* THE REQUEST *
Write out, exactly as they appear, only the lines running from the line with "In this exercise you will find the horse's nostril" to the final line of the listing; include both.

* RECORD EXCERPTS *
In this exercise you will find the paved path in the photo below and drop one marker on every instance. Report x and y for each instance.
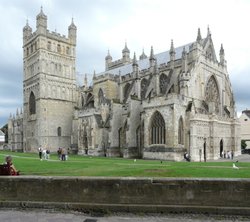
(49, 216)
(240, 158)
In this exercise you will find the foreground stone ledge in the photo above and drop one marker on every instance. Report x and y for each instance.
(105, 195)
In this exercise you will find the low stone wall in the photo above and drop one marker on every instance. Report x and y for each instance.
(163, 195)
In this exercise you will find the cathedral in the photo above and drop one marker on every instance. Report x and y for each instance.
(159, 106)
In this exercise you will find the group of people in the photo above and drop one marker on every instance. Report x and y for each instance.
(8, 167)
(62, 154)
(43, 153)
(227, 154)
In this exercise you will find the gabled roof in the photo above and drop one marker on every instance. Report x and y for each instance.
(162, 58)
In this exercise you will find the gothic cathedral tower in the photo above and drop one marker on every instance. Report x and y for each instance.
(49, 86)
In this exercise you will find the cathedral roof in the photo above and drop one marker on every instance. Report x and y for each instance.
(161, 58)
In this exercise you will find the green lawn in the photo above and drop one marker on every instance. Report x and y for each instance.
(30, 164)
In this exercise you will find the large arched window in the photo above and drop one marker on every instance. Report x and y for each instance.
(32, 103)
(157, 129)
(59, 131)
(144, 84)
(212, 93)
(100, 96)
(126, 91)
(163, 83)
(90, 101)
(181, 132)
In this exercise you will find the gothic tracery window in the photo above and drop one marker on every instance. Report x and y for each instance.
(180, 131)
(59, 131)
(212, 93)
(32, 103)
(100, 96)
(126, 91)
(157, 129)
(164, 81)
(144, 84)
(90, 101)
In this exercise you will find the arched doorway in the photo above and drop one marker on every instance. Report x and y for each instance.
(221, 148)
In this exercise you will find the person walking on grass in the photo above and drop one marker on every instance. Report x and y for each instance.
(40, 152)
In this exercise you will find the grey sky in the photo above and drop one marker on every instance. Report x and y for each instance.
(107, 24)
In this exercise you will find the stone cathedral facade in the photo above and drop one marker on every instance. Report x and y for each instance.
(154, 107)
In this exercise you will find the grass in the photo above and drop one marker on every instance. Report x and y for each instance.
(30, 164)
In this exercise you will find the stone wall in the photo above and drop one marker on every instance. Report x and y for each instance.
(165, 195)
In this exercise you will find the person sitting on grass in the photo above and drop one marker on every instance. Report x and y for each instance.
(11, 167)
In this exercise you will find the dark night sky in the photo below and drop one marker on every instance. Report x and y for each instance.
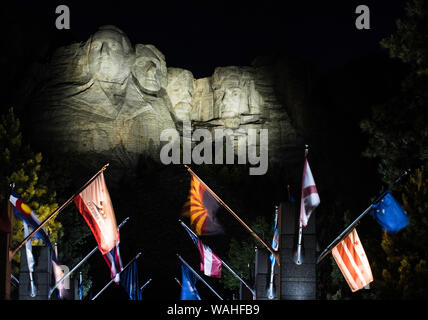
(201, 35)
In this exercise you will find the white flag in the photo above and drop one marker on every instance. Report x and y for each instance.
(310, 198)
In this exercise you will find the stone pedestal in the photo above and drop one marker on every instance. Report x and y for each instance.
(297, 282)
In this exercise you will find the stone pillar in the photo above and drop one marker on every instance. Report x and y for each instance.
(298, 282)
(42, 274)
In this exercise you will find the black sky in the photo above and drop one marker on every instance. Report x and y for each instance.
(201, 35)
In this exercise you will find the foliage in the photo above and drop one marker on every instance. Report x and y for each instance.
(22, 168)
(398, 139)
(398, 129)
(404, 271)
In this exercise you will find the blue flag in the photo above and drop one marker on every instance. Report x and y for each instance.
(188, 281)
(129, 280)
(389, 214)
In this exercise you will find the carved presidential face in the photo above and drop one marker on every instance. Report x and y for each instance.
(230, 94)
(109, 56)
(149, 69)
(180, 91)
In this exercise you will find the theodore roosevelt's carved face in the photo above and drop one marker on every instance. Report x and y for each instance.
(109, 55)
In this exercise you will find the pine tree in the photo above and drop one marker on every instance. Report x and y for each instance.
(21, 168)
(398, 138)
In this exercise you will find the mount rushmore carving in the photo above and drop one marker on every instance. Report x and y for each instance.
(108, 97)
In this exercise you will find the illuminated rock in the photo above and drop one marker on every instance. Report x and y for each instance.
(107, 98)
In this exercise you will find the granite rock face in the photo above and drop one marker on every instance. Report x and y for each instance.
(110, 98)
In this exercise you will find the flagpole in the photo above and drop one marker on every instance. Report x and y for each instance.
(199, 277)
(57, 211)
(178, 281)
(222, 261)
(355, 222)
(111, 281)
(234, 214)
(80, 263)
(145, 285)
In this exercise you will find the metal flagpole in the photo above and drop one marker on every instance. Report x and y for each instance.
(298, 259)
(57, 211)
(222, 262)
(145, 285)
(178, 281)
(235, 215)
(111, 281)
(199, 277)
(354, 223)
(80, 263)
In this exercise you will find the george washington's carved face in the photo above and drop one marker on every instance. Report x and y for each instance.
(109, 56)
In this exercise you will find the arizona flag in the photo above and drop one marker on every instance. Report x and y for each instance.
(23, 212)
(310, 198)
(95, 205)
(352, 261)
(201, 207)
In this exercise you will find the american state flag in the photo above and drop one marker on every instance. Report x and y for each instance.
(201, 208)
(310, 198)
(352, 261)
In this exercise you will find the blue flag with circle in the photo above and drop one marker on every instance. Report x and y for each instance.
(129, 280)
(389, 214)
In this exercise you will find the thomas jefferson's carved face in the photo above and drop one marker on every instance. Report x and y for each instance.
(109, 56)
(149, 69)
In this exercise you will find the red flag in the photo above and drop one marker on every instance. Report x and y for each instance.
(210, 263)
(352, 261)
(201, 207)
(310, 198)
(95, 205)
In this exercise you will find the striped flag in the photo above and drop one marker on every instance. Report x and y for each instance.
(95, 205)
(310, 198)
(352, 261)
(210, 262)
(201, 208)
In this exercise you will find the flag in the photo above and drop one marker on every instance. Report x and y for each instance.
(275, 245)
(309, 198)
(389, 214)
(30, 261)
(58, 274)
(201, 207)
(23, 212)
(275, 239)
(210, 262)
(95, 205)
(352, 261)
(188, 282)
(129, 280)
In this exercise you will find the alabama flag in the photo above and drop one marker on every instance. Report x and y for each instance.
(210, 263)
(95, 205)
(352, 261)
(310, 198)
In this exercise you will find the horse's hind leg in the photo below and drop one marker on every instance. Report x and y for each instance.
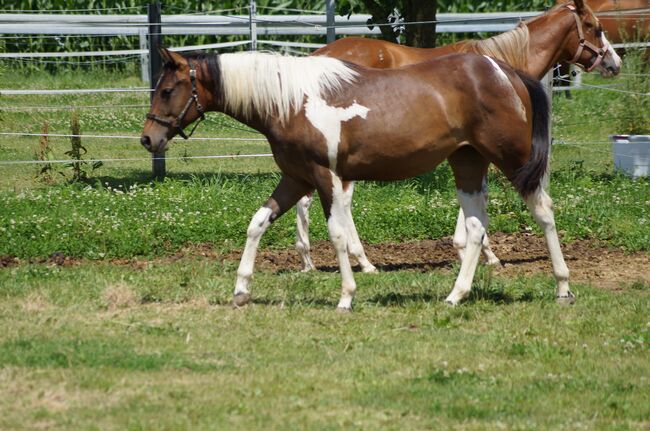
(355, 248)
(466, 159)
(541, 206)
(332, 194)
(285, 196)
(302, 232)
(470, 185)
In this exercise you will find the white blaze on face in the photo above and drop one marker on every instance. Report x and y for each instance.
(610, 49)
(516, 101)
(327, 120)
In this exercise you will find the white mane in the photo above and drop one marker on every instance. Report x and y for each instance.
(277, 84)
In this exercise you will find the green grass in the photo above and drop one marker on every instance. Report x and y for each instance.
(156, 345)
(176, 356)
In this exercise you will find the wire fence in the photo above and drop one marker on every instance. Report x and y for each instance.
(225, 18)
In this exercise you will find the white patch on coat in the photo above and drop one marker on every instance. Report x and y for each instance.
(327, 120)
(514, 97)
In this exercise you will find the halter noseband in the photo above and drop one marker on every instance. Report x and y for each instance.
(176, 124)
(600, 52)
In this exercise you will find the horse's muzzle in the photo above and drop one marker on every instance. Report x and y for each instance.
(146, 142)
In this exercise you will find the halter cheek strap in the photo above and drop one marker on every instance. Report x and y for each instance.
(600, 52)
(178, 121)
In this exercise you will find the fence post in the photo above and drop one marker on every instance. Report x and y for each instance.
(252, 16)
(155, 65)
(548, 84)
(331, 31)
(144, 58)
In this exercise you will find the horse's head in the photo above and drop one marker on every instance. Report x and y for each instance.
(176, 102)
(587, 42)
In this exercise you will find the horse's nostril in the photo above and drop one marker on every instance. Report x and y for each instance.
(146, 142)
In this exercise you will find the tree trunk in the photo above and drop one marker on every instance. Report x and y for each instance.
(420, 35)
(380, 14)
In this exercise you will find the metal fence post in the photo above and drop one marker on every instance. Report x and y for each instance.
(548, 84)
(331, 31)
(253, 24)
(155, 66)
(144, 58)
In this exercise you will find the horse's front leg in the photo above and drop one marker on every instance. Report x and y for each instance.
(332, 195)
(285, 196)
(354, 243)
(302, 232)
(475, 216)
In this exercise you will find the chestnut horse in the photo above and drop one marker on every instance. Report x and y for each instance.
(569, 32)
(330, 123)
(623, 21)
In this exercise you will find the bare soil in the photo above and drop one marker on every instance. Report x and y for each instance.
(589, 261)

* ANSWER IN FULL *
In this exercise you will find the horse's nostril in the photo above and drop one marker on every instance. Report x and y for each instance.
(146, 142)
In this exercise you will find the tree trunk in the photo above and drop one marker on every instance. Report x and y for each instance.
(420, 35)
(380, 14)
In this exercise you will find the metal fence post in the photo above and drop one marker on every instance. Report x and y for each instance.
(548, 84)
(331, 31)
(253, 24)
(155, 66)
(144, 58)
In this exercise you will find the horse's front leg in the photo above and drop one marker on every instance. Report x and y for each instance.
(332, 195)
(285, 196)
(354, 243)
(302, 232)
(475, 216)
In this exercise you will find the chestnut horse in the photo above and drop one marker on every instance. Report x and y for each instance.
(569, 32)
(330, 123)
(623, 21)
In this exercise you will find the bare soil in the photo above and drop one marker on every instance. Report x and y for each instance.
(589, 261)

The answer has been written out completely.